What is needed ▸
Pick out and copy each line in the listing below that contains the word "hair". Match it case-sensitively.

Pointing records:
+ + +
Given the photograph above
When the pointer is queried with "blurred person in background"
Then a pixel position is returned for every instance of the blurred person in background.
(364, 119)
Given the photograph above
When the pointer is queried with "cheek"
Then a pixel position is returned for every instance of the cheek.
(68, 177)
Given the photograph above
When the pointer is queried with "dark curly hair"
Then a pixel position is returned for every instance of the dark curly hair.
+ + +
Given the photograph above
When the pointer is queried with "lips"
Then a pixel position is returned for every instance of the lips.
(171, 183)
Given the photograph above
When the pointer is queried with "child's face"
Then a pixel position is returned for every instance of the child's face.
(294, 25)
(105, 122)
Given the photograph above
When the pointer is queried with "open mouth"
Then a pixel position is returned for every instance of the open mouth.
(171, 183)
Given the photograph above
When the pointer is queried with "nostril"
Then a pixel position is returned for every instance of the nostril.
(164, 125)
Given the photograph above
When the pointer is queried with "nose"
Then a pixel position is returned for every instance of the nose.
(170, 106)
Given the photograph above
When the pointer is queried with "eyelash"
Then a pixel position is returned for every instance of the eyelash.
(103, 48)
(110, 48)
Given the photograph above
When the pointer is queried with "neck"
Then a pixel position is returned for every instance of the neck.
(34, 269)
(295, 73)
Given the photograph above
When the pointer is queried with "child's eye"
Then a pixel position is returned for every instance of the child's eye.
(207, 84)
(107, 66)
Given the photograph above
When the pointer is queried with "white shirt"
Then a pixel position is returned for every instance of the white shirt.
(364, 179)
+ + +
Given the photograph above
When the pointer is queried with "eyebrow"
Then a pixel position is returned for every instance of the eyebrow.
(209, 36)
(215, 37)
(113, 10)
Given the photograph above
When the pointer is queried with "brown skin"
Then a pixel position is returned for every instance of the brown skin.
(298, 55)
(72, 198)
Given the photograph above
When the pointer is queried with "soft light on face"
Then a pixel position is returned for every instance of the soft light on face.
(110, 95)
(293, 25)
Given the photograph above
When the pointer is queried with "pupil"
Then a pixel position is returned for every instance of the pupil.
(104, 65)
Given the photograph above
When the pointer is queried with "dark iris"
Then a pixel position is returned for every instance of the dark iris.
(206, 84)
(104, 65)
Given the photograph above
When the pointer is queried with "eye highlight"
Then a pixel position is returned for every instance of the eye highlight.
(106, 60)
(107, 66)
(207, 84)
+ + +
Right answer ▸
When the pointer is queried with "dark curly hair"
Then a pixel position is returned for every instance of the dark curly hair.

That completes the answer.